[TASK INSTRUCTIONS]:
**a.** According to the snow blower resale guide, what estimated resale range applies to a working single-stage snow blower?
**b.** Write the next part of the snow blower resale guide, picking up after its final sentence.

[EXERCISE TEXT]:
════════════════
How much is a used snow blower worth?
A running two-stage snow blower from a known brand typically resells for $150–$400+; a single-stage or non-running unit is usually $50–$150. The single biggest price driver is whether the engine starts — and the most common reason it doesn't is stale gas gumming up the carburetor after sitting all summer, often a cheap fix rather than a real engine problem.
That's the short version. Here's how to judge one before you load it.
Used snow blower value range
| Type / condition | Est. resale range |
|---|---|
| Single-stage (electric or small gas), working | $75–$175 |
| Two-stage gas, generic/older brand, running | $150–$300 |
| Two-stage gas, known brand (Toro, Ariens, Honda, Craftsman), self-propelled, running | $250–$400+ |
| Any type, not running (carb/fuel issue suspected) | $50–$150 (project) |
| Rusted through, seized engine, or missing major parts | $0–$50 (parts/scrap) |
Estimates only — actual resale depends on brand, engine condition, and how close it is to snow season when you sell it. Not guaranteed.
What drives a snow blower's resale value
- Does the engine run? A machine that starts and runs is worth 2–3x one that doesn't, even if both look identical. Stale gas gumming up the carburetor is the most common culprit on a unit that sat all summer — often a $10–$20 fix, not a real engine problem.
- Brand. Toro, Ariens, Honda, and Craftsman are the names buyers search for and trust for parts availability. Off-brand imports sell for meaningfully less even when mechanically similar.
- Single-stage vs. two-stage. Two-stage machines (with a separate auger and impeller) handle heavier, wetter snow and command a real premium over single-stage units, which are limited to light snow.
- Self-propelled drive. A working self-propel system is a big convenience feature buyers pay extra for over a push-only model.
- Timing. Selling in late fall, right as the first cold snap hits, gets meaningfully more interest and better offers than trying to sell the same machine in July.
Is a free snow blower worth flipping?
Yes, especially if you're willing to do basic small-engine troubleshooting.
What to grab: any "won't start" unit from a known brand, especially if it ran last season — most of these are a stale-gas or carb fix away from working. What to skip: visibly rusted-through housings, seized engines that won't turn over by hand, or units missing the auger/impeller assembly.
How to flip a free snow blower
- Drain the old gas completely and check the carburetor bowl for varnish buildup — this alone fixes most "won't start" units.
- Replace the spark plug — cheap, and a fouled plug is the second most common no-start cause.
- Test-run it outdoors before you sink more time in; if it starts and idles, you're most of the way to a sale.
- Clean and touch up — degrease the housing, spray a little oil on the auger to prevent surface rust.
════════════════
[DATASET EXTRACT]:
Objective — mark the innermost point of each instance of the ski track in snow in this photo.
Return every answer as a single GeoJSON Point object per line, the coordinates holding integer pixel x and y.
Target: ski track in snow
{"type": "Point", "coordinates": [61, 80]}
════════════════
[ANSWERS TO THE TASKS]:
**a.** $75–$175

**b.**
- List right before the season, name the brand and stage (single/two) in the title, and price against sold comps for the same model.
Where free snow blowers come from
People give up on a snow blower that "wouldn't start last winter" and never bother diagnosing it — by spring or summer, nobody's thinking about snow and it gets pushed to the curb. That gap between a scared-off owner and a $15 carb cleaning is exactly where this flip pays off.
Find free snow blowers worth flipping near you
Freebox shows free stuff being given away near your ZIP, each with an estimated resale value and profit, and pings you when a high-value find drops. See what free snow blowers near you are worth before someone scraps a fixable machine.
Freebox is a paid app. Resale figures are estimates, not guarantees.
FAQ
How much is a used snow blower worth? A running two-stage snow blower from a known brand (Toro, Ariens, Honda, Craftsman) typically resells for $150–$400+. A single-stage or non-running unit is usually $50–$175.
Is it worth flipping a free "broken" snow blower? Often, yes. The most common cause of a no-start after sitting all summer is stale gas gumming up the carburetor — a cheap, fixable problem, not a dead engine. Always ask if it ran last season before passing on a "broken" listing.
What's the difference between single-stage and two-stage snow blowers? Single-stage machines use one auger to both pick up and throw snow, and are limited to light, powdery snow. Two-stage machines add a separate impeller for heavier, wetter, or deeper snow, and generally resell for more.
When is the best time to sell a used snow blower? Late fall, right around the first cold snap, when buyers are actively thinking about snow removal — demand and prices both rise compared to selling in spring or summer.
Where do people give away free snow blowers? Mostly in spring and summer, once winter's over and a "wouldn't start" machine gets pushed to the curb or listed free on Craigslist and Facebook Marketplace. Apps like Freebox surface these with an estimated resale value attached.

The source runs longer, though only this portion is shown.